_Tareas por realizar_:
(a) Según el texto sobre la historia del despertador, ¿quién fue el primero en patentar un despertador mecánico ajustable y en qué año?
(b) Retoma el texto sobre la historia del despertador y continúalo a partir de su última oración.

_Texto mostrado_:
>>

Se cuenta que el filósofo griego Platón se despertaba mediante un gran reloj de agua con una señal de alarma similar al sonido de un órgano acuático. Dos siglos después, el ingeniero e inventor helenístico Ctesibius ajustó sus clepsidras con un dial y un puntero para indicar la hora, y agregó elaborados sistemas de alarma, que activaban un gong o una trompeta. La mecánica relojera fue perfeccionándose en China, y en las torres medievales de cristianos y musulmanes para las llamadas a la oración. La torre de reloj más famosa aún en pie es posiblemente la de San Marcos en Venecia; lo ensambló en 1493 el famoso relojero Gian Carlo Rainieri. De aquella época proceden los primeros despertadores de uso personal: tenían un anillo de agujeros en la esfera del reloj y se configuraron colocando un alfiler en el hueco apropiado. El primer despertador propiamente dicho lo desarrolló Levi Hutchins, de New Hampshire, en 1787, para poder levantarse a las 4 de la mañana. El francés Antoine Redier fue el primero en patentar un despertador mecánico ajustable, en 1847. Y el primer radiodespertador fue inventado por James F. Reynolds, en la década de 1940.

<<

_Datos de origen_:
>>

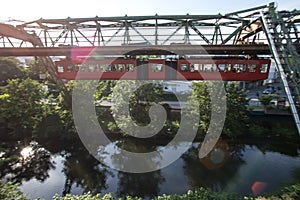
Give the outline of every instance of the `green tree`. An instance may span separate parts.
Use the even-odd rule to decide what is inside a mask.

<<

_Respuestas_:
(a) El francés Antoine Redier, en 1847.

(b)
Hasta no hace mucho no había gran necesidad de aparatos que interrumpieran bruscamente el descanso nocturno, pues en la sociedad agrícola la salida del sol inauguraba el comienzo de un nuevo día. La vida moderna, con sus horarios oscuros e intempestivos, ha traído una interminable variedad de dispositivos y sonidos para abandonar los tiernos abrazos de Morfeo: proyectores de amaneceres con trinos melodiosos, bramidos rockeros, zumbidos crecientes, redobles militares, cacofonías estertóreas y hasta pulseras que sueltan pequeñas descargas eléctricas. Eso, cuando el vecino no se ha adelantado con ruidos de puertas, cisternas o vajillas.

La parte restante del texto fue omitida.